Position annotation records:
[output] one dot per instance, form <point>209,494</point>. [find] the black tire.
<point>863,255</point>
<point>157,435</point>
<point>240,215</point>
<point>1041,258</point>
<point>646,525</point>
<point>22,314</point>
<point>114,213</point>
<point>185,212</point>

§ **Task statement**: Give every line of the items above as a Markdown table with the columns Row and Line. Number the rows in order and leave out any blank lines.

§ **Answer for this exercise**:
| Row | Line |
|---|---|
| 1 | [output] one dot per instance, form <point>209,494</point>. [find] the black tire. |
| 2 | <point>863,255</point> |
| 3 | <point>157,435</point> |
| 4 | <point>240,215</point> |
| 5 | <point>1041,258</point> |
| 6 | <point>646,525</point> |
| 7 | <point>22,314</point> |
| 8 | <point>114,213</point> |
| 9 | <point>185,212</point> |